WHAT YOU NEED TO DO
Count the lines in the rows below that contain the string "green", matching case exactly. Reply with the number alone.

INPUT RECORDS
---

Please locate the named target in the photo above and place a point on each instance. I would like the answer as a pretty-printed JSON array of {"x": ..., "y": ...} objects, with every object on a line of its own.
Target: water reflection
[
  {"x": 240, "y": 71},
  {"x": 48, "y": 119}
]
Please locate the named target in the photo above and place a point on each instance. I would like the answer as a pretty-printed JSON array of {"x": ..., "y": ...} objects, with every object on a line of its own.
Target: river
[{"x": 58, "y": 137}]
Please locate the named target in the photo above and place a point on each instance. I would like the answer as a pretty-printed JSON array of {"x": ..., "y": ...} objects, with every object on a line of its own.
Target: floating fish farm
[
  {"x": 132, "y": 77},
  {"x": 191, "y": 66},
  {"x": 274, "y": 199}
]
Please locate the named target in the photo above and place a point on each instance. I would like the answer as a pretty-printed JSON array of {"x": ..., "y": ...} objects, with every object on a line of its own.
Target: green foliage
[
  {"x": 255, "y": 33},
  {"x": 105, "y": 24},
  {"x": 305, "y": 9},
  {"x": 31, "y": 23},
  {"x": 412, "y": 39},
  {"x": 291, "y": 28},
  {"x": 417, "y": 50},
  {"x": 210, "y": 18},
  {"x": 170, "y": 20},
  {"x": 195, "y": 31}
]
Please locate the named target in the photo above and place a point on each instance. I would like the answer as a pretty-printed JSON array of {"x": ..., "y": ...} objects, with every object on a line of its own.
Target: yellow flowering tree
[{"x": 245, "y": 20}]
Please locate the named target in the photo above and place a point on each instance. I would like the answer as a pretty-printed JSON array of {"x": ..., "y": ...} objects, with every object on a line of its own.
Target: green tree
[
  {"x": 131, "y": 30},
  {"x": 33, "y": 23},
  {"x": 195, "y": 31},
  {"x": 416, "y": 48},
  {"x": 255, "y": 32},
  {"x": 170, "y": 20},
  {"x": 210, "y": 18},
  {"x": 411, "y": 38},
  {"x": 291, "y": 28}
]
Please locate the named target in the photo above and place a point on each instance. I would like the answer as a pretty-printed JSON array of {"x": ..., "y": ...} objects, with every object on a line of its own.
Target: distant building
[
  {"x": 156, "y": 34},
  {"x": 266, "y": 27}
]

---

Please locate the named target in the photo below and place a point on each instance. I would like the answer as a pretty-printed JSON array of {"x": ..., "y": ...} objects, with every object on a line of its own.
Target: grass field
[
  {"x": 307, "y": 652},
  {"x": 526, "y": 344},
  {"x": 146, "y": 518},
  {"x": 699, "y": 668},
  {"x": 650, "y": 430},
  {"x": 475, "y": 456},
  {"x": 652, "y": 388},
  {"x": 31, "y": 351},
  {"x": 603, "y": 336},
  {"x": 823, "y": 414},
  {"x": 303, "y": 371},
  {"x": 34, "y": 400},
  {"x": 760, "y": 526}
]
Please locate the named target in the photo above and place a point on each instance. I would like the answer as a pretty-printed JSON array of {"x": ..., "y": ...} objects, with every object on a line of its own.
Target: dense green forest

---

SOLUTION BELOW
3